**SELECTED EXTRACT:**
"""

I don't think it's true at all, and I think we have indication that proves it is false.
We have "basic" LLM, the ones from 2023. They were producing _very convincing_ human text, and yet, they were too often failing basic tests that require understanding.
Now, we have more advanced models, but the counter-example of "basic" LLM demonstrates your assertion is incorrect: these model _did_ produce very convincing human text and yet did not make sense out of it.
But for the more advanced models, the problem is that they are "on top" of basic LLM. So, the first step is a training that build a mechanism that produce convincing text without understanding, and then, the "residuals" are fine-tuned. The result is very unlikely to add "understanding" to the model, because to do so, the whole system needs to deconstruct the basic LLM, to go back towards less efficient situations in order to rebuild almost from scratch. The fact that modern LLM are based on basic LLM means that the first step put the cursor in the bottom of the "basic LLM mechanism" valley, which is a local minimum. And any layer on top of it cannot "climb up" the slope of the valley, pass the ridge and fall into the next valley, even if this next valley has a lower minimum.
> The number of parameters models they have may seem large, but they are very small relative to the training data that they have to summarize.
That is demonstrably an incorrect logic jump. For example, CNN are able to distinguish between pictures of cats and pictures of dogs. The weights in these models are very small relative to the number of pixels they have been trained on. Yet, they distinguish cats and dogs by finding specific shapes in the pictures, without understanding what a 3-D cat and a 3-D dog is.
They have done that without discovering the typical human pattern that make sense of "cat" and "dog". And yet, the number of weights is very very small with respect to the number of pixel used in training.

"""

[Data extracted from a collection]
"""

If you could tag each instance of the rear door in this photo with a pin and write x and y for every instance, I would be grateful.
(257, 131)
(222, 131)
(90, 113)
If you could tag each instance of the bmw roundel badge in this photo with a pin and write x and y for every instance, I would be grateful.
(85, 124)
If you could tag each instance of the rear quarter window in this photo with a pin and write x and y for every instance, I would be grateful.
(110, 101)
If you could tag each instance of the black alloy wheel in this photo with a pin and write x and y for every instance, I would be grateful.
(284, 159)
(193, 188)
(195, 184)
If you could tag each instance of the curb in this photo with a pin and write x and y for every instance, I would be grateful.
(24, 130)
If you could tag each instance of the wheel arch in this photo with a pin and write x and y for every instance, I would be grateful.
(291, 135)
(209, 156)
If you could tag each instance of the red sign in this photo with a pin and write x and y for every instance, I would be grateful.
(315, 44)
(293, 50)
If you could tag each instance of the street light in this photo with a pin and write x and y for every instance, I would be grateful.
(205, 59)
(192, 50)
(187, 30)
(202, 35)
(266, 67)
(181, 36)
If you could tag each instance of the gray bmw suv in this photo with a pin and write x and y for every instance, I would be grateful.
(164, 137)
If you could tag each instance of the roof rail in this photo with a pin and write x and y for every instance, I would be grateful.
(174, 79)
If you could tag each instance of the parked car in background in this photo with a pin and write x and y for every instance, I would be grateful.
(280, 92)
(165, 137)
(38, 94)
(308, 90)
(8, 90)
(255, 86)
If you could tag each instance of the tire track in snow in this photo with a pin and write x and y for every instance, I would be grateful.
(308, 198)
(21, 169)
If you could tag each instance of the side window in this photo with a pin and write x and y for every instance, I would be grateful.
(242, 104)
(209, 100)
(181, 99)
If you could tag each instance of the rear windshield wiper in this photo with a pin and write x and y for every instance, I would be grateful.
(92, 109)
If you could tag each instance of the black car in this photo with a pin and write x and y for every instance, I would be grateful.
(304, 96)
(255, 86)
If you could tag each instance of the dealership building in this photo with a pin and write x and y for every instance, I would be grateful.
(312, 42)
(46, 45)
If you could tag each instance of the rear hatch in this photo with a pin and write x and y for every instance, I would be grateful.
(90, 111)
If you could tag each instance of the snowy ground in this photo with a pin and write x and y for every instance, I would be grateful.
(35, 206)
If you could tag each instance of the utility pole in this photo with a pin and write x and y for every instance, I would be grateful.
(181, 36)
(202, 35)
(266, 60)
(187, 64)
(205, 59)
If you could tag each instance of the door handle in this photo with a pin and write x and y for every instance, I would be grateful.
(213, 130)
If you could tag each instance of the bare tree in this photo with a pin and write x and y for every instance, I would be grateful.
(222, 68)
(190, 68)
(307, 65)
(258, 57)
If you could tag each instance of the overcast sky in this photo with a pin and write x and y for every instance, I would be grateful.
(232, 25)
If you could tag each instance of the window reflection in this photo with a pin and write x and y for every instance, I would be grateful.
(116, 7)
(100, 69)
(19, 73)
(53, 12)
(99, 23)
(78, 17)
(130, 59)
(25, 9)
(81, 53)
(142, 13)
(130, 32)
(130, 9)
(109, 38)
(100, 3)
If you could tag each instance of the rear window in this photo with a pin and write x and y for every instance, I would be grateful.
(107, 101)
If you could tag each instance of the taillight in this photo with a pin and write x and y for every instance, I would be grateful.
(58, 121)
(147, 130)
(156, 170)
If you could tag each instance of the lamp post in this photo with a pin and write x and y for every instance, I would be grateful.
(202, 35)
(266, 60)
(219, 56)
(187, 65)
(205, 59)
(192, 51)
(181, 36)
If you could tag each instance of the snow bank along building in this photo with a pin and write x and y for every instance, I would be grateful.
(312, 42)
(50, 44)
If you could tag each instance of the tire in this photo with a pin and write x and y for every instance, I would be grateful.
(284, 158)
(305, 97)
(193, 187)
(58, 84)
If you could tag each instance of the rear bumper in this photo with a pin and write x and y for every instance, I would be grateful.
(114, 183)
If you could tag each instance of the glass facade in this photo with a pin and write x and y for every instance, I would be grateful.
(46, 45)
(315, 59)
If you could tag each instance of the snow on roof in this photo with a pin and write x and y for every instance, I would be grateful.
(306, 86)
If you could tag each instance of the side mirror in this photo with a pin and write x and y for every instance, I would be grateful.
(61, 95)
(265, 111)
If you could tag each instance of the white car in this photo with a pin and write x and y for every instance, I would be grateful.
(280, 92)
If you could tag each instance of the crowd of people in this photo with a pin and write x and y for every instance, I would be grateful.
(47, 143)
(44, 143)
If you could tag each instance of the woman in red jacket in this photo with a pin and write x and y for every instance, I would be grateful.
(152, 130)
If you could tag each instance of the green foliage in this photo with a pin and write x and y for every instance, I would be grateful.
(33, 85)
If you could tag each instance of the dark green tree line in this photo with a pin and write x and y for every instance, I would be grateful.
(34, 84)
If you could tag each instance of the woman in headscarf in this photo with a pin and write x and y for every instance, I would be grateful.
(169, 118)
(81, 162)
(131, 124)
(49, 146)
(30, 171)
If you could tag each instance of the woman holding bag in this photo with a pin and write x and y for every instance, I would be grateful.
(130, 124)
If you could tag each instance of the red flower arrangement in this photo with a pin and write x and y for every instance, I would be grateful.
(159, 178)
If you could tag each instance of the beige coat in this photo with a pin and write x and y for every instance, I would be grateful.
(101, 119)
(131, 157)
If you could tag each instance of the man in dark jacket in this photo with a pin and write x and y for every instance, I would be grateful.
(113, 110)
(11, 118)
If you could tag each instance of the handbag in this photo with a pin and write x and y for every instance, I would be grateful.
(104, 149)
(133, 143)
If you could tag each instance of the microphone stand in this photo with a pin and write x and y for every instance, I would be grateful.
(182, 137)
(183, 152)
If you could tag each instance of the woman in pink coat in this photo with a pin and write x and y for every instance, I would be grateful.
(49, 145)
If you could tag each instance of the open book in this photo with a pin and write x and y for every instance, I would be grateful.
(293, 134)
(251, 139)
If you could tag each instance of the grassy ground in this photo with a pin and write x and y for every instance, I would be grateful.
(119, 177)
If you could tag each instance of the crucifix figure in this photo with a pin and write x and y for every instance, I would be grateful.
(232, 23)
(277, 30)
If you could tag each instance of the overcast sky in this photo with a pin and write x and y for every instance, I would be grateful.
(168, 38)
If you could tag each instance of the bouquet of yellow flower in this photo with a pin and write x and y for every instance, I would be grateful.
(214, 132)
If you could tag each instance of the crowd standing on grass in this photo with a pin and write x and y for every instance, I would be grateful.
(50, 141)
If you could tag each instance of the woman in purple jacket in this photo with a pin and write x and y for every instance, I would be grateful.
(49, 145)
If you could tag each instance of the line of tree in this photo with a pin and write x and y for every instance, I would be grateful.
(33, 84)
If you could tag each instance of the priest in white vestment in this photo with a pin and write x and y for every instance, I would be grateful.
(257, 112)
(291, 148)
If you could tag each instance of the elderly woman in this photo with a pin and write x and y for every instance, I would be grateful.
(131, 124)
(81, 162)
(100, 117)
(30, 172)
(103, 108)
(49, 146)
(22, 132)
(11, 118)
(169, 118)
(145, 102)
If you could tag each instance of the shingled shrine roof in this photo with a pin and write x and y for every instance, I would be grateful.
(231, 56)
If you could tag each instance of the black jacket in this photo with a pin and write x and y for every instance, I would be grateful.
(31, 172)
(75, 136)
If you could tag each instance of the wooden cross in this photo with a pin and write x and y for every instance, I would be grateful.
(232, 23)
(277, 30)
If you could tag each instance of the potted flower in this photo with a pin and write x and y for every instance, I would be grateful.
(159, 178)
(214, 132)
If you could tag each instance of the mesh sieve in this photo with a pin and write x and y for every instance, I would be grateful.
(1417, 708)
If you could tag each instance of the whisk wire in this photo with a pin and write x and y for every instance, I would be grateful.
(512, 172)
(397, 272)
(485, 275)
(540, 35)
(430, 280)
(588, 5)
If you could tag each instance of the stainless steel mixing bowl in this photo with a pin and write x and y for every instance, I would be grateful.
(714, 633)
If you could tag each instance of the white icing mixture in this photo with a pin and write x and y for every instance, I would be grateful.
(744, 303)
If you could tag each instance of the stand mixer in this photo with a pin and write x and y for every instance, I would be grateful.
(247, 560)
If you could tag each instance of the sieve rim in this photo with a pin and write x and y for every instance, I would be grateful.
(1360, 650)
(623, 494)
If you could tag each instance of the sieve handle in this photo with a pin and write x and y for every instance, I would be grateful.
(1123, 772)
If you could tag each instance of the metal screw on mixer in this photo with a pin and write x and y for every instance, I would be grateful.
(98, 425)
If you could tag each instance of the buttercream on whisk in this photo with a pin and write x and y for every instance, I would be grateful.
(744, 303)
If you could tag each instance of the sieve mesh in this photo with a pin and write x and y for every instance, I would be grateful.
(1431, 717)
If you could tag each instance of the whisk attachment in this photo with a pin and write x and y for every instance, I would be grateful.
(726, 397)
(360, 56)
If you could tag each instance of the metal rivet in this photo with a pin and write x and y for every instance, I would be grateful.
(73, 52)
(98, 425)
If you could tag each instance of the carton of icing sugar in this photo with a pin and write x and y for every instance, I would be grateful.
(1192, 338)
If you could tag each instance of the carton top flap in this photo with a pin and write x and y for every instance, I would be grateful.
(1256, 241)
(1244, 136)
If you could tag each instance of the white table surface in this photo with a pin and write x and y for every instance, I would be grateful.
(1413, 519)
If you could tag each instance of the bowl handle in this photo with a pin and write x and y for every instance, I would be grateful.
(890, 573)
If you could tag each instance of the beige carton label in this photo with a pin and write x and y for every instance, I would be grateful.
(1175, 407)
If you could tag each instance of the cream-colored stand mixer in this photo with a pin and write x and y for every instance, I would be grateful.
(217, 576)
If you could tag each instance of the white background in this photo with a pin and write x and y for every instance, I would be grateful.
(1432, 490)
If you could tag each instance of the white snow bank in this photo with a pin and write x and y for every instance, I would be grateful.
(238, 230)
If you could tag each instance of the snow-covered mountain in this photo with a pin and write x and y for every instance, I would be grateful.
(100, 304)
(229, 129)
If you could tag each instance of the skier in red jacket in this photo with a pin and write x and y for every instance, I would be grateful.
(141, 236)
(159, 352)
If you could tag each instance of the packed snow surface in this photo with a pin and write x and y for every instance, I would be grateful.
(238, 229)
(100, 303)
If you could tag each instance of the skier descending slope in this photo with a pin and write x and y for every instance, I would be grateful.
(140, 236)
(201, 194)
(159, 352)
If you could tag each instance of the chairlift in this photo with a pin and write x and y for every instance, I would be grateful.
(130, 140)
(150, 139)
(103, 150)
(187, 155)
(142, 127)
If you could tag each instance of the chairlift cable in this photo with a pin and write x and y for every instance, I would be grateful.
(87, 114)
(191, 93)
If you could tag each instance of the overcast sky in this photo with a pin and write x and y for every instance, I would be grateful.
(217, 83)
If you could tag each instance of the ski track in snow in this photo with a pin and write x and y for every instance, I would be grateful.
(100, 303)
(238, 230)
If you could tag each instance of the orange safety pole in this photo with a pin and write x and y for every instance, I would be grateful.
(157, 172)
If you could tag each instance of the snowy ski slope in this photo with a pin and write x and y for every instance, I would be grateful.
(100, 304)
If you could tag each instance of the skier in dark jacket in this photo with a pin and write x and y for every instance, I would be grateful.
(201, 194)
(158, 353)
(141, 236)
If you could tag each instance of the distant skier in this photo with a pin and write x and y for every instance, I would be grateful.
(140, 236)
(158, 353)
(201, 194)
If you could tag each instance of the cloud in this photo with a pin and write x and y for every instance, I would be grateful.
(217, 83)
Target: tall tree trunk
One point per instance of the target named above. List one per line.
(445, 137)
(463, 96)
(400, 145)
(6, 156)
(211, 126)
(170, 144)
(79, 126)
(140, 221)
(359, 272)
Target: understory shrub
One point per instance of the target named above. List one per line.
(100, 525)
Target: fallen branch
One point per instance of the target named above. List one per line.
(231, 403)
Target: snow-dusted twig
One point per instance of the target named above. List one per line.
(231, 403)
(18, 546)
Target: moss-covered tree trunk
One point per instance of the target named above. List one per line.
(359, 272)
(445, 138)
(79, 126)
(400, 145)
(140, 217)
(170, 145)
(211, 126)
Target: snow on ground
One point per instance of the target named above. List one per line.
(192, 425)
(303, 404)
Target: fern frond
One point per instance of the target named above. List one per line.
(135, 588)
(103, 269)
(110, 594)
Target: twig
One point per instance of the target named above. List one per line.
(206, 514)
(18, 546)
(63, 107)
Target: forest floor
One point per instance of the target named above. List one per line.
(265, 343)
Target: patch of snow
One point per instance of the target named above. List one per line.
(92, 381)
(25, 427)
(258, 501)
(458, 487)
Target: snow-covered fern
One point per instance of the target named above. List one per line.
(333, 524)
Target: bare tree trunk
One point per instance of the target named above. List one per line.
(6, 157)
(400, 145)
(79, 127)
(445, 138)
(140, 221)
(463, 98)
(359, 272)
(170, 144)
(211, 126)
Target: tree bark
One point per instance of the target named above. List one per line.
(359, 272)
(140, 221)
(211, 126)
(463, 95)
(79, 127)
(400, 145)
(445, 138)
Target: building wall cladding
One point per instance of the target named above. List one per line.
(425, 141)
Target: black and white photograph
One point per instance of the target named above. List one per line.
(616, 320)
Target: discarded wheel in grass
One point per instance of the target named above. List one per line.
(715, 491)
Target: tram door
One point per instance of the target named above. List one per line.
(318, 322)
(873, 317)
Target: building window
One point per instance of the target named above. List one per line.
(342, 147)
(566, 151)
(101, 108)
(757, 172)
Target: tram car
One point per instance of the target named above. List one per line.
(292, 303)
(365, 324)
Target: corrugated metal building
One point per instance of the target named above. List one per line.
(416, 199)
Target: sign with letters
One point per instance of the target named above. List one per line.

"""

**WHAT THIS EXERCISE ASKS:**
[1] From the comment on language models and understanding, extract the passage starting at "I don't think" and ending at "sense out of it.", word for word.
[2] Extend the comment on language models and understanding, picking up right after its final sentence.

**OUTPUTS IN ORDER:**
[1]
I don't think it's true at all, and I think we have indication that proves it is false.
We have "basic" LLM, the ones from 2023. They were producing _very convincing_ human text, and yet, they were too often failing basic tests that require understanding.
Now, we have more advanced models, but the counter-example of "basic" LLM demonstrates your assertion is incorrect: these model _did_ produce very convincing human text and yet did not make sense out of it.

[2]
> And we can verify that. Simply discuss completely disparate topics, ... > If the model is only interpolating it will produce gibberish.
What you are saying is that the model is not simplistic interpolation. But that is a straw man argument: people who say that LLM don't understand don't say LLM are equivalent to simple interpolation machine.
But the problem is that you can have very good predictions in novel situations without understanding.
For example, if you have 10 totally different situations that can be described with a Gaussian curve, and that I show you points for a new situations that cover the left side of a Gaussian curve. Then you will be able to guess that the right side of the curve, which is not an interpolation as it corresponds to situations you never saw, will behave like the rest of the Gaussian curve. And yet, in these 11 situations, I did not even say which real physical phenomenon I'm talking about. You haven't understood anything about these phenomenon, all you have done is guessed that a typical pattern that you have observed somewhere else is more likely to apply here too, without even having to understand anything about the reality of this situation.
And of course, this prediction is "a guess": maybe, for once, in this 11th situation, the curve will start as a Gaussian curve but will suddenly be different. But it happens that the reality is that in this 11th situation, the correct description is a Gaussian curve (because, due to the maths, Gaussian curves are really common). So, when you make your prediction, it looks like you understand the situation, it looks like you understood the physical mechanism that applied here. But it is not the case.
So, no, correctly doing such prediction does not demonstrate understanding.
> The fact that models can be near expert, and sometimes expert, across vast areas of human knowledge is a clue.
That is not at all sufficient. A Chinese room experiment will do that despite the system not understanding Chinese. A pocket calculator will be able to be expert in math computation.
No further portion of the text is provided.